START DOCUMENT PASSAGE

While it may be summer recess, the halls of Golden Hill Elementary and S.S. Seward Institute are buzzing with activity.
.Just two weeks after the 2022-23 school year ended, some Florida Union Free School District students were back at school taking part in a variety of summer programs offered by the district.
“Summer programming is crucial for both remedial and enrichment opportunities as it ensures that every student receives the support they need to catch up on academic gaps while also providing an avenue for fostering growth, exploration and intellectual stimulation,” Superintendent Dr. Lisamarie Spindler said.
Summer school for students entering seventh through ninth grades at Florida began July 10 and will run through Aug. 10. The program’s goal is to bring students’ knowledge and skills to a level equal to the grade they will be entering this fall.
Classes run from 8:30 to 11:30 a.m. Monday through Thursday at S.S. Seward Institute. Students receive assistance in all core content areas—math, English, science, and social studies—not only those they may have been falling behind in. Students who failed one subject are recommended to attend, but it is not required. Students who failed two or more subjects in sixth through eighth grade are required to attend summer school.
“So many subjects are intertwined,” said summer school Principal Starla Ciarelli. “Our students are able to experience all subjects by completing engaging interdisciplinary projects.”
Summer Enrichment Experience
Students in elementary school also have the opportunity to expand their knowledge with the Summer Enrichment Experience at Golden Hill Elementary.
About 50 students in first through fifth grade signed up to attend the program—now in its second year—that focuses on the core curriculum but on a more fun, project-based learning approach.

END DOCUMENT PASSAGE

#### REQUIRED WORK
1/ Answer these questions about the article on the Florida Union Free School District's summer programs:
(a) On what dates does summer school for students entering seventh through ninth grades begin and end?
(b) Which students are required to attend summer school?
(c) About how many students signed up for the Summer Enrichment Experience?
2/ Carry on the article about the Florida Union Free School District's summer programs, picking up after its last sentence.
The entries have a separate source and are unrelated to the article on the district's summer programs.

START DATA FOR ANALYSIS

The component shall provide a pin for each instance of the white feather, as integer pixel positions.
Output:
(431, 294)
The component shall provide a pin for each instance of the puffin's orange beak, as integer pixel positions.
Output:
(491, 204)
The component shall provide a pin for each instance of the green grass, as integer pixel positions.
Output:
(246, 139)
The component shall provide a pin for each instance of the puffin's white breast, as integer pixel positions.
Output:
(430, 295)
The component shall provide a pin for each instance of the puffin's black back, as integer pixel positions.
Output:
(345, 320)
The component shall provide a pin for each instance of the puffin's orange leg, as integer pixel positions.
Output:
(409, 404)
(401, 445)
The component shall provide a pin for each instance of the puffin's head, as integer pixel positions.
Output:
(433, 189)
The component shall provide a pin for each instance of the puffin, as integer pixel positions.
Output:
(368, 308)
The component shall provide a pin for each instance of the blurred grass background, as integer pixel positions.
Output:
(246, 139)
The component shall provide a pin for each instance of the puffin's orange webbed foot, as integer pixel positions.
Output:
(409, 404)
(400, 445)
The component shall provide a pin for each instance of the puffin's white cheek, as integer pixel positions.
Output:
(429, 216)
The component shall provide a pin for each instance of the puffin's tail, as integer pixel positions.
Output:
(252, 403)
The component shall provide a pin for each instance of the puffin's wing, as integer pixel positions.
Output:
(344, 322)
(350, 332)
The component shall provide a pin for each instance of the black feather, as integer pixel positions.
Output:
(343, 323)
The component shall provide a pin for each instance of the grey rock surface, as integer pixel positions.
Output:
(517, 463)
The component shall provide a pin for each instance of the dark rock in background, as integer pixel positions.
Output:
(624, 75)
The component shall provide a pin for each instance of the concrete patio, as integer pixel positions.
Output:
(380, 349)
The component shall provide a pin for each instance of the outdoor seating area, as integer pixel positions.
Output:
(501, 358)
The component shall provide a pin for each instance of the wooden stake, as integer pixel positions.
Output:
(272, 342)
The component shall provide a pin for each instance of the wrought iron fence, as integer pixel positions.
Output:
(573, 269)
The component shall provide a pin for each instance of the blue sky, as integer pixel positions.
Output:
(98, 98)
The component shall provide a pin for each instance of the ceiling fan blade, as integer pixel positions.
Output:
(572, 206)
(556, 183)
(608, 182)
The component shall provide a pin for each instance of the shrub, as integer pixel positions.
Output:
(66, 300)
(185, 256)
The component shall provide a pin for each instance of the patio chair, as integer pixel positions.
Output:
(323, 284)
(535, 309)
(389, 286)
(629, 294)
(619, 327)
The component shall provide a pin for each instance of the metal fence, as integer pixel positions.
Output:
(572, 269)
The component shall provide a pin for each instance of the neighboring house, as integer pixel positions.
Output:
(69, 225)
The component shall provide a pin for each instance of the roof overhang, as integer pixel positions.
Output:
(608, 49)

END DATA FOR ANALYSIS

#### ANSWERS FOR EACH ITEM
1/
(a) It begins July 10 and runs through Aug. 10.
(b) Students who failed two or more subjects in sixth through eighth grade.
(c) About 50.

2/
The program began July 11 and runs through Aug. 3 from 8:30 a.m. to 12:30 p.m. Tuesdays through Thursdays.
“Our teachers use interactive teaching methods, which include hands-on experiments, small group work, and outdoor activities so students have fun and review academic skills,” Golden Hill Elementary Principal Deborah Lisack said. “Their curriculum aligns with grade-level standards and supports individual learning needs.”
The youngest students started the session “learning at the beach,” bringing beach towels and chairs to the classroom while they worked on their writing and reading skills.
Second and third grade students explored fairy tales, learning how to understand that all stories can be re-told with a different voice and perspective. Students created or modified characters to fit their new narrative and presented their finished product via a performance for their peers using handcrafted popsicle stick characters. Additional science and math components are also offered.
The oldest students are immersed in the Harry Potter world. They are reading the novels and focusing on reading, writing, math and science in fun, Harry Potter-themed activities, such as illustrating house crests, using text-based evidence to discuss and write comprehension questions, budgeting for Hogwarts school supplies, and participating in a potion-making class by making elephant toothpaste and glitter slime.
“What a great experience for students,” Lisack added.
Summer Band Program
Also in its second year is the Summer Band program taking place at Golden Elementary and SS Seward.
The program was started by Band Director Will Couture last summer and at that time was only for middle schoolers.
“After a successful session last summer I was given permission to expand the program to include a high school session,” Couture said.
There are 15 students participating from the middle school level and nine at the high school level. All students who take part in band in middle or high school are invited to participate.
During the first 11 sessions of the program, students hone their instrumental skills preparing for a performance on the final day, which is Aug. 3.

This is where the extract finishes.